### REQUIRED ACTION 1
Reproduce the passage on children's lies word for word, starting at the words "One of the children" and stopping after "a foul mood.".
### REQUIRED ACTION 2
In the passage on children's lies, what is the name of the father's six-year-old son?
### REQUIRED ACTION 3
Can you continue the passage on children's lies from its final sentence?

### TEXT UNDER STUDY
* * *

PARIS - One recent Sunday afternoon, a father sits on a park bench reading his magazine; all the while watching his six-year-old son Sébastien out of the corner of his eye, as he plays on the seesaw with the other children of his Parisian neighborhood.
One of the children runs back to his mother, followed by Sébastien, who isn't shy and starts talking to the adult, whom he doesn't know. His father distractedly half-listens to his son's babbling; however, he quickly reacts when he hears him telling the woman that no, the man next to them whom she saw arrive with the child, is not actually his daddy.
The father jumps right up, angry, and grabs his son by the arm, asking him for an explanation. Why did he lie to the lady? The boy wriggles, simpering, but he can offer no explanation as to why he said such a thing to the woman – leaving his father at a loss, and in a foul mood.
Discovering that one's child is telling lies - or hiding things and keeping secrets - is always worrying for parents. Up until this moment, they have been convinced that they have total control over their children. Confronted with the lying, they feel that they are losing control: a feeling that will only grow stronger as their children grow older. The discovery of these little white lies are hard to swallow, as we feel betrayed and disappointed.

* * *

### RECORDS
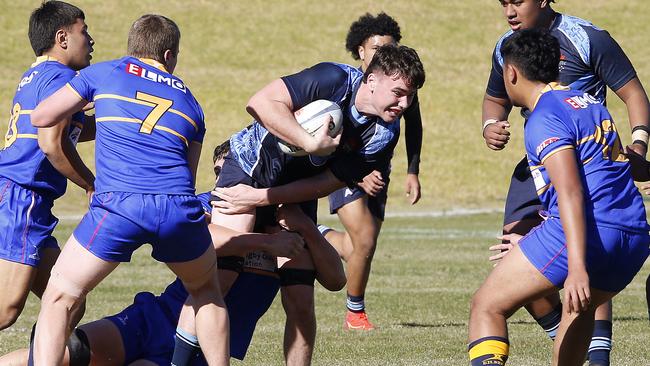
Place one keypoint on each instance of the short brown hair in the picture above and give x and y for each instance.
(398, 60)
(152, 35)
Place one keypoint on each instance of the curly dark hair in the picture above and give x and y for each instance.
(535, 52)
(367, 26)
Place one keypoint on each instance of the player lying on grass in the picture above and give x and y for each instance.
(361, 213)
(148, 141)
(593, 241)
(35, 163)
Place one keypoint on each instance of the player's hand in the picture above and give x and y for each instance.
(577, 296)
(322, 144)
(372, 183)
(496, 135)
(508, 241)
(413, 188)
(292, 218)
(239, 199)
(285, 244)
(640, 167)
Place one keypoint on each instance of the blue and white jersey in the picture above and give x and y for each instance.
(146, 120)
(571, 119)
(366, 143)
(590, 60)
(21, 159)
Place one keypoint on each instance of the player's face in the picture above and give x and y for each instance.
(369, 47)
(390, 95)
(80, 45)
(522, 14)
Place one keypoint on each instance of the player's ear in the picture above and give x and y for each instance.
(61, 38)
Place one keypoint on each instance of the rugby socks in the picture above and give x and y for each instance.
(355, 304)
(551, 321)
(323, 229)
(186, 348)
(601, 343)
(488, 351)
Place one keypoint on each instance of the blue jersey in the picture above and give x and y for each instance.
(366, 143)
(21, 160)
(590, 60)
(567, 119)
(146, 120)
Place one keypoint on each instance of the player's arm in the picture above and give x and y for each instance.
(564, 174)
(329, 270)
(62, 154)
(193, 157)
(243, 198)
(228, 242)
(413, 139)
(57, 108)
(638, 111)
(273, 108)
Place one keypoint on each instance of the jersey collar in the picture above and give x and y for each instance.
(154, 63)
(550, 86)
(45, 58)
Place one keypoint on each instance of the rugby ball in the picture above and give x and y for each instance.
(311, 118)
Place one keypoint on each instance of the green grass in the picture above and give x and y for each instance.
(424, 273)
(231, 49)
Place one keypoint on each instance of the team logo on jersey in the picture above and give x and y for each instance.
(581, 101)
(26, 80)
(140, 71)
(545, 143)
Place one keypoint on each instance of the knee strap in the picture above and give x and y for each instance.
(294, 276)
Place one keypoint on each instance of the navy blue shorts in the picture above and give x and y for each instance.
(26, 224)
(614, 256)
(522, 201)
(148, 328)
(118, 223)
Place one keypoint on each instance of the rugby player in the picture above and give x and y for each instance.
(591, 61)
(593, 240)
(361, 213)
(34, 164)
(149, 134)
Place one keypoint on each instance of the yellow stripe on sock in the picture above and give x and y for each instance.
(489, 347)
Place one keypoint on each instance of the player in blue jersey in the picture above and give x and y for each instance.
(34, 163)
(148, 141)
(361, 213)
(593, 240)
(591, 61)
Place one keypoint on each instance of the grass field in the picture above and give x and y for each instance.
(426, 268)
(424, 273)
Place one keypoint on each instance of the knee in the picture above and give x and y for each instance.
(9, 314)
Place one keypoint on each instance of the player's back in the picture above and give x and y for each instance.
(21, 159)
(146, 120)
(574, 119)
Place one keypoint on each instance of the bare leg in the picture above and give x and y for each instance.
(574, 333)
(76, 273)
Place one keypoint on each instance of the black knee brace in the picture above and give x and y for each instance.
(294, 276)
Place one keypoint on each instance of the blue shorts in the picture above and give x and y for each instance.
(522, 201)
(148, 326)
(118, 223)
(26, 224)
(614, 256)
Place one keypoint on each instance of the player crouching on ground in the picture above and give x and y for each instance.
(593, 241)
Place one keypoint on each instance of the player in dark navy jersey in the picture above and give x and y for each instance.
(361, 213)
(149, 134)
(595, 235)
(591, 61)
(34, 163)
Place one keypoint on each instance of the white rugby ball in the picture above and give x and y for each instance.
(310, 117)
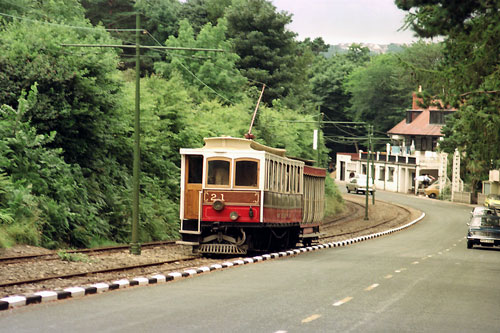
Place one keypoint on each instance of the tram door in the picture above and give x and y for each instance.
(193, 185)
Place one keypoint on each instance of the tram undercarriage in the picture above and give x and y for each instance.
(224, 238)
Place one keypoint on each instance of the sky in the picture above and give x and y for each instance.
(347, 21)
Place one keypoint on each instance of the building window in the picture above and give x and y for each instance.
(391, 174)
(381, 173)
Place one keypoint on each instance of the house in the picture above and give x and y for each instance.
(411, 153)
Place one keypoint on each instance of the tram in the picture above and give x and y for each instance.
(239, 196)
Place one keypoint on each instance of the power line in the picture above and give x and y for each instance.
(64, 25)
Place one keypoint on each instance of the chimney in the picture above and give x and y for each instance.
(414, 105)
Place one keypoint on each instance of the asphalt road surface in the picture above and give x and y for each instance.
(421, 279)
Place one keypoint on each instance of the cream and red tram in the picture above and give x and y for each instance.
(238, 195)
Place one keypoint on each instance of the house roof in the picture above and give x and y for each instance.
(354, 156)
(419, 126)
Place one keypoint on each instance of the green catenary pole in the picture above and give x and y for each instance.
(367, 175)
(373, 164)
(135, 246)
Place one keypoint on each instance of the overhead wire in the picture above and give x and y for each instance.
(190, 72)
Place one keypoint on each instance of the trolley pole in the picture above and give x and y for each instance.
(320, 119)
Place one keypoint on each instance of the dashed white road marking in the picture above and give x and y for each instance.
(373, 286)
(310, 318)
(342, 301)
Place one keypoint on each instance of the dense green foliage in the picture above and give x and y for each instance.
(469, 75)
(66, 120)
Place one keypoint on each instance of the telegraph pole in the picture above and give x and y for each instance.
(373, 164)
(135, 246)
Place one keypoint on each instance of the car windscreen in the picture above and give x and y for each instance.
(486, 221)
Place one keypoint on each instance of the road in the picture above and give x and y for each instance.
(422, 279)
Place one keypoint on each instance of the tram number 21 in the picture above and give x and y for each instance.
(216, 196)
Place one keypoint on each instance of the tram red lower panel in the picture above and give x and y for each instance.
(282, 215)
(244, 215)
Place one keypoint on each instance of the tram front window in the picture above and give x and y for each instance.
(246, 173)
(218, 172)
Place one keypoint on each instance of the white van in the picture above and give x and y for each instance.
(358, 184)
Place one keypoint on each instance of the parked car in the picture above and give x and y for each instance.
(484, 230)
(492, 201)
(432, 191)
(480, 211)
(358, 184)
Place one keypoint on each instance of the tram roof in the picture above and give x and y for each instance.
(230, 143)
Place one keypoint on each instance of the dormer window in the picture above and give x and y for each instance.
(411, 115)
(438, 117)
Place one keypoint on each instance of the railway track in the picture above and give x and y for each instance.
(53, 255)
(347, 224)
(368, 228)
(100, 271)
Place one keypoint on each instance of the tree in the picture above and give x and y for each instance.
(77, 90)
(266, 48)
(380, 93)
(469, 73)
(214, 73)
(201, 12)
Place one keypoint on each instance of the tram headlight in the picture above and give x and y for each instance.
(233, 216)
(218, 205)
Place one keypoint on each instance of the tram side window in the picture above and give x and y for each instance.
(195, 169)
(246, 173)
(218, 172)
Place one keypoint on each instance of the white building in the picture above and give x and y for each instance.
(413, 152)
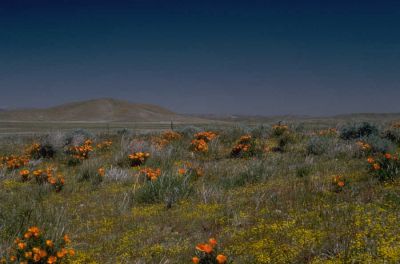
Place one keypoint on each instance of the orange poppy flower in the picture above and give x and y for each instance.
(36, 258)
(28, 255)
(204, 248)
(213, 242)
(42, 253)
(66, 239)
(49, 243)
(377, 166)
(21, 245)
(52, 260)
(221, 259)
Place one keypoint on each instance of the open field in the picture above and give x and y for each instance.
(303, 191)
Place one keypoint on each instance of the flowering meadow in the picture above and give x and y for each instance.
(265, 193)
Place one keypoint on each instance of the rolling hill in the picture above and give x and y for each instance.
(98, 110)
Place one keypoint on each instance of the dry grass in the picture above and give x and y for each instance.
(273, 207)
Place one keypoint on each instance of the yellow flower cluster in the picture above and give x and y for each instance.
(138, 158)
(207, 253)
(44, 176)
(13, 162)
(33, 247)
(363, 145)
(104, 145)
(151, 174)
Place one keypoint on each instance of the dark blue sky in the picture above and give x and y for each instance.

* * *

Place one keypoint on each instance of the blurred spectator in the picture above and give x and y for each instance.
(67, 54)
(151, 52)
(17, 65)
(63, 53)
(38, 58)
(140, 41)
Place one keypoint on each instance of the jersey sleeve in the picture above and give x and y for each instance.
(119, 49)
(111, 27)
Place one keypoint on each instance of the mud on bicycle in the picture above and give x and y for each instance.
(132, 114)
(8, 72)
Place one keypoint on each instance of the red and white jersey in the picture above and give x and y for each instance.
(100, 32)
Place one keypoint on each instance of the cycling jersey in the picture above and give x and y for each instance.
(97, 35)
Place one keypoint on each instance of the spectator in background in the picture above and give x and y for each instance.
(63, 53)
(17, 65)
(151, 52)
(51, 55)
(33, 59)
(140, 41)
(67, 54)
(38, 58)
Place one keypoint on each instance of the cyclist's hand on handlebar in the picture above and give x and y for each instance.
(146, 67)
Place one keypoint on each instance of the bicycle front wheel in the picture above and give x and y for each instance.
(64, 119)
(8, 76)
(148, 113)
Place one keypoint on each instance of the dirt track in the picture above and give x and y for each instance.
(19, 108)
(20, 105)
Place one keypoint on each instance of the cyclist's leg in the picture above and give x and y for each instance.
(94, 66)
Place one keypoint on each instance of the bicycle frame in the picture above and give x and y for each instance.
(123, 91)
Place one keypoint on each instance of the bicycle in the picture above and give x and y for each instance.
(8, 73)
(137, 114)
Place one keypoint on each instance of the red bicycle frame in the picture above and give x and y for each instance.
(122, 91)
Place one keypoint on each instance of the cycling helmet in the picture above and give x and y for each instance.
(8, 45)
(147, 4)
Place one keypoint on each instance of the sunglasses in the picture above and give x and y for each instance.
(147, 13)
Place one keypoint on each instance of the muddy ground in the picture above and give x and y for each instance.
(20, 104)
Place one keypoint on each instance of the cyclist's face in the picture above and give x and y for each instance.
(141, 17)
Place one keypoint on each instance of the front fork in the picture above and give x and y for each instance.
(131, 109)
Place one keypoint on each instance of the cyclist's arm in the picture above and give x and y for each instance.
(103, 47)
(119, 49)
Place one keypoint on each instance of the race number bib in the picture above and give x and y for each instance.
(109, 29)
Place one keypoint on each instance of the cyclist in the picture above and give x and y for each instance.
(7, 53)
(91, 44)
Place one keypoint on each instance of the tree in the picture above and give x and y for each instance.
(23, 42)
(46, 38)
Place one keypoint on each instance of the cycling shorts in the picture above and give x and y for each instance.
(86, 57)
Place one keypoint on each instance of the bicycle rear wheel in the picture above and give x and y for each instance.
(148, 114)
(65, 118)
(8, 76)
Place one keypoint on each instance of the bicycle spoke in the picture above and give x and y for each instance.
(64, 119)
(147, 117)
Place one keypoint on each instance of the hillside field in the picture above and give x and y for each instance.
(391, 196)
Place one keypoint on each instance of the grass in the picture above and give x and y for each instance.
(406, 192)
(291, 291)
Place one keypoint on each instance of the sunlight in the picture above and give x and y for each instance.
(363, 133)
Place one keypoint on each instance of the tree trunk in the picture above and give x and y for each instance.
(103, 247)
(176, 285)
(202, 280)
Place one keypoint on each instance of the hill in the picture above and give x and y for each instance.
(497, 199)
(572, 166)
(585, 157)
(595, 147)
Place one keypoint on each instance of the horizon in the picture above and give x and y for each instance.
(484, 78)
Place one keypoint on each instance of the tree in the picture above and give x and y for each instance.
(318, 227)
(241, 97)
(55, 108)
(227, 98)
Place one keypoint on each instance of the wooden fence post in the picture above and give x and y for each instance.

* * *

### TASK ANSWER 1
One of the children runs back to his mother, followed by Sébastien, who isn't shy and starts talking to the adult, whom he doesn't know. His father distractedly half-listens to his son's babbling; however, he quickly reacts when he hears him telling the woman that no, the man next to them whom she saw arrive with the child, is not actually his daddy.
The father jumps right up, angry, and grabs his son by the arm, asking him for an explanation. Why did he lie to the lady? The boy wriggles, simpering, but he can offer no explanation as to why he said such a thing to the woman – leaving his father at a loss, and in a foul mood.

### TASK ANSWER 2
Sébastien

### TASK ANSWER 3
Yet, having secrets, even if it means lying in order to keep them, is essential to children's personality development and their mental equilibrium. One study, undertaken by Valérie Aubron, entitled Pathological lying in children: A psycho-developmental approach, which was published in Annales médico-psychologiques in 2007, showed that 60% of girls and boys aged from six to eight "occasionally" lie, while 20% do so "frequently."
Giving children this right is to consider them "a well-rounded and independent individual, who can fully interact with his parents," underlines the clinician and psychotherapist Dana Castro, the author of Petits silences, petits mensonges Little Silence, Little Lies. In general, children lie because of three things: to avoid punishment, to assert their personality and to protect people that they love. Numerous psychological experiments and studies have shown that children are capable of lying, which means that they can deliberately distort reality from a very young age. From the age of four, they discover that far-fetched lies can be used in order to get what they want, or to protect themselves from things that they fear.
Pretending that it was the cat who nibbled the side of the birthday cake, for example, is a way of escaping punishment. Children live in a universe filled with stories and legends - Father Christmas and the Tooth Fairy, for example - which adults feel the need to keep up, and feel more and more awkward about breaking the spell.
That first little white lie
However, before the age of five, children do hesitate about lying, as they think that adults are able to read their inner thoughts too easily. This belief weakens progressively. "It only takes one little white lie that works in order for the child to realize that he possesses something very precious: his own personality, identity, and privacy, to which not even his parents can get access," says Castro. Escaping punishment through lying or not telling the truth leads to freedom and defiance.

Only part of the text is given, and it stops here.